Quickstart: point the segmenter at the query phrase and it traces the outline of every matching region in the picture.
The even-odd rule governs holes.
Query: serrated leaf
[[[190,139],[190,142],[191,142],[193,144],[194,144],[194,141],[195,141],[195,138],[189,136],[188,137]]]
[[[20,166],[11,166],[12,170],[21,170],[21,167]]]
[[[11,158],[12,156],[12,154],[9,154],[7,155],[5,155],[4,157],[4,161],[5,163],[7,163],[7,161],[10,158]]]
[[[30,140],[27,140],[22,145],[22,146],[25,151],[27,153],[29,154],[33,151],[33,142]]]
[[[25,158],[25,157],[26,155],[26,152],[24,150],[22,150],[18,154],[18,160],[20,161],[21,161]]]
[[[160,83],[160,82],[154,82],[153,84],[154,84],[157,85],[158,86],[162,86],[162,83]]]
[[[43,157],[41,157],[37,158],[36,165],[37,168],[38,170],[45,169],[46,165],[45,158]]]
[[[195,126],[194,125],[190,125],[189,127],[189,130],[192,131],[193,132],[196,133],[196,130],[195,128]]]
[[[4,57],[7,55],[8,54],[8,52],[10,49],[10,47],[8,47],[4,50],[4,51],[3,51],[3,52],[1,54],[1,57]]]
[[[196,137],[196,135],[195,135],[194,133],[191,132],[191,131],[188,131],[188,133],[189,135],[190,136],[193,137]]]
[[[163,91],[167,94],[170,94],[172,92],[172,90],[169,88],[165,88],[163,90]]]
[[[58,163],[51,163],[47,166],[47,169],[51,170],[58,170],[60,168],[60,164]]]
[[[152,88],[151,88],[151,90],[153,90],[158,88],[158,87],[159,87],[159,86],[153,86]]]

==============================

위의 항목 전체를 다시 제시하되, "serrated leaf"만 "toothed leaf"(으)로 바꾸고 나머지는 그대로 두십시오.

Quickstart: point the segmenter at the query phrase and it traces the outline of every matching region in the picture.
The even-odd rule governs holes.
Query: toothed leaf
[[[190,139],[190,142],[191,142],[193,144],[194,144],[194,141],[195,141],[195,138],[189,136],[188,137]]]
[[[20,166],[11,166],[12,170],[21,170],[21,167]]]
[[[11,158],[12,156],[12,154],[9,154],[7,155],[5,155],[4,157],[4,161],[5,163],[7,163],[7,161],[10,158]]]
[[[30,140],[27,140],[22,145],[22,146],[25,151],[27,153],[29,154],[33,151],[33,142]]]
[[[25,158],[25,157],[26,155],[26,152],[24,150],[22,150],[18,154],[18,160],[20,161],[21,161]]]
[[[160,83],[160,82],[154,82],[153,84],[154,84],[157,85],[158,86],[162,86],[162,83]]]
[[[43,157],[41,157],[37,158],[36,165],[37,168],[38,170],[45,169],[46,165],[45,158]]]
[[[195,126],[194,125],[190,125],[189,127],[189,130],[192,131],[193,132],[196,133],[196,130],[195,128]]]
[[[4,57],[7,55],[8,54],[8,52],[10,49],[10,47],[8,47],[4,50],[4,51],[3,51],[3,52],[1,54],[1,57]]]
[[[196,137],[196,135],[195,135],[194,133],[191,132],[191,131],[188,131],[188,133],[189,135],[190,136],[193,137]]]
[[[163,91],[167,94],[170,94],[172,92],[172,90],[169,88],[165,88],[163,90]]]
[[[58,163],[51,163],[47,166],[47,169],[51,170],[58,170],[60,168],[60,164]]]
[[[152,88],[151,88],[151,90],[153,90],[158,88],[158,87],[159,87],[159,86],[153,86]]]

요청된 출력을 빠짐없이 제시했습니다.